[start of Source]

Then, the tribunal addressed the issue of whether claimant is a protected investor with an investment under the ECT. It clarified that for a company to qualify as a protected investor under Art. 1(7) of the ECT, it is merely required to be organized under the laws of a Contracting Party (¶ 411), citing Saluka v. Czech Republic, Tokios Tokelés v. Ukraine and Plama. Assertions regarding ownership and control were to be examined in the context of Art. 17 of the ECT (¶¶ 414, 416, 412). Regarding the notion of investment, the tribunal did not accept respondent's argument that simple legal ownership of shares did not qualify as an investment under Art. 1(6) of the ECT, as it found no support for such an interpretation in the text (¶ 430).

Turning to the denial of benefits clause (Art. 17 of the ECT), the tribunal stressed that the text of this provision refers to "this Part". As the provision for dispute settlement is found in Part V of the treaty and not "this part", the tribunal noted that the arguments of the parties were not on the point and adopted the reasoning of Plama (¶¶ 441-443). It proceeded with accepting that Art. 17(1) of the ECT reserves such a right and, thus, exercise of this right is necessary for it to effect denial. In the present case, respondent did not do so (¶ 456). Retrospective denial was considered inacceptable in view of the objectives and principles of the ECT (¶ 458). The tribunal, after examining the raised trust issues, found that companies of Gibraltar (GML Limited) and Guernsey (Palmus Trust Company Limited), which were UK nationals, owned and controlled claimant. Hence, Art. 17(1) of the ECT was not applicable to claimant (¶ 537).

[end of Source]

* [Task goal] Please restate the passage on the tribunal's findings, starting at the words "Then, the tribunal" and stopping after "text (¶ 430).", with every "tribunal" changed to "arbitral panel".

[start of Data listing]

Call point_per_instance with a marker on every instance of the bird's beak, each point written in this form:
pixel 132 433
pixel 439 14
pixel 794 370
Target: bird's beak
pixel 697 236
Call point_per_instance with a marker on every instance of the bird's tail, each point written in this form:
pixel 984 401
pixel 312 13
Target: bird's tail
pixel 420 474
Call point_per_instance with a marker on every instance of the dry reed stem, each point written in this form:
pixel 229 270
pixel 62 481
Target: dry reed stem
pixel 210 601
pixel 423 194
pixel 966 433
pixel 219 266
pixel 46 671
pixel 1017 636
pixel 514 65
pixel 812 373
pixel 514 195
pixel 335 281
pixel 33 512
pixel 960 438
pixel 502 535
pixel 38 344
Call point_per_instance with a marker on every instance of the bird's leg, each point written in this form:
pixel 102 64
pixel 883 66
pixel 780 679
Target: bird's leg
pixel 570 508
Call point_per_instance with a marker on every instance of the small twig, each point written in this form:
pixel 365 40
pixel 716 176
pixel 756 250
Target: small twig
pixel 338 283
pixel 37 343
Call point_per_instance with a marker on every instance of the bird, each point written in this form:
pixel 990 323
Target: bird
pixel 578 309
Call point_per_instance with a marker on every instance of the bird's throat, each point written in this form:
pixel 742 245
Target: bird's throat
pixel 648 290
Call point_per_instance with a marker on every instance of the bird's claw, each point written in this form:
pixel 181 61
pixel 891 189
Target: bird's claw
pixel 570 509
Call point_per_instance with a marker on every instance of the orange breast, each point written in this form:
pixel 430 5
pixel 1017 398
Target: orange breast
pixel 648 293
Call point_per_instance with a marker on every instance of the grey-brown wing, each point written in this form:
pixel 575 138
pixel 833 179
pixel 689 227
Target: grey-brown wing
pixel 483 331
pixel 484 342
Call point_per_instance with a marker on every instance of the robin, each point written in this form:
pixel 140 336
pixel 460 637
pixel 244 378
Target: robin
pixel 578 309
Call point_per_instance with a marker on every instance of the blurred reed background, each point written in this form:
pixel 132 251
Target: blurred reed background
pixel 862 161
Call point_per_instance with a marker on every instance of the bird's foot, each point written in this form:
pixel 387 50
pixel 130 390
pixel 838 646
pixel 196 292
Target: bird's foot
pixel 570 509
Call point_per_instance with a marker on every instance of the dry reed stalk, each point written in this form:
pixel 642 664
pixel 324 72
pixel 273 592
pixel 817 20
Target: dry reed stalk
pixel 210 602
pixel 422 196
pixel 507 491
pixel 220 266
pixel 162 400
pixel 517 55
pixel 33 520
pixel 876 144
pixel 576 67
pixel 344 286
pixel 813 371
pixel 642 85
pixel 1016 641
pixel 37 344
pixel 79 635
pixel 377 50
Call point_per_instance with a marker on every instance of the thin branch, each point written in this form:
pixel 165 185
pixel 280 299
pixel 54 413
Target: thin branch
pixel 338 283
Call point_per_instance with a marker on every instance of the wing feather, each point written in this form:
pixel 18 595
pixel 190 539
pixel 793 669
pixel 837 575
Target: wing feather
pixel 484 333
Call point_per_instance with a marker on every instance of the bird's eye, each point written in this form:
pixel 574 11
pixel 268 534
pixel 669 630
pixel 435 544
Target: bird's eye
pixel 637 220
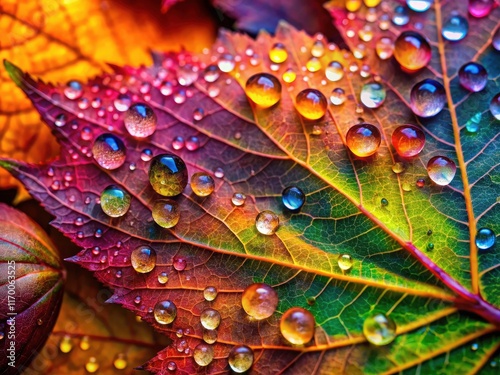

[end of Data listing]

* [Expected answer]
Then, the arbitral panel addressed the issue of whether claimant is a protected investor with an investment under the ECT. It clarified that for a company to qualify as a protected investor under Art. 1(7) of the ECT, it is merely required to be organized under the laws of a Contracting Party (¶ 411), citing Saluka v. Czech Republic, Tokios Tokelés v. Ukraine and Plama. Assertions regarding ownership and control were to be examined in the context of Art. 17 of the ECT (¶¶ 414, 416, 412). Regarding the notion of investment, the arbitral panel did not accept respondent's argument that simple legal ownership of shares did not qualify as an investment under Art. 1(6) of the ECT, as it found no support for such an interpretation in the text (¶ 430).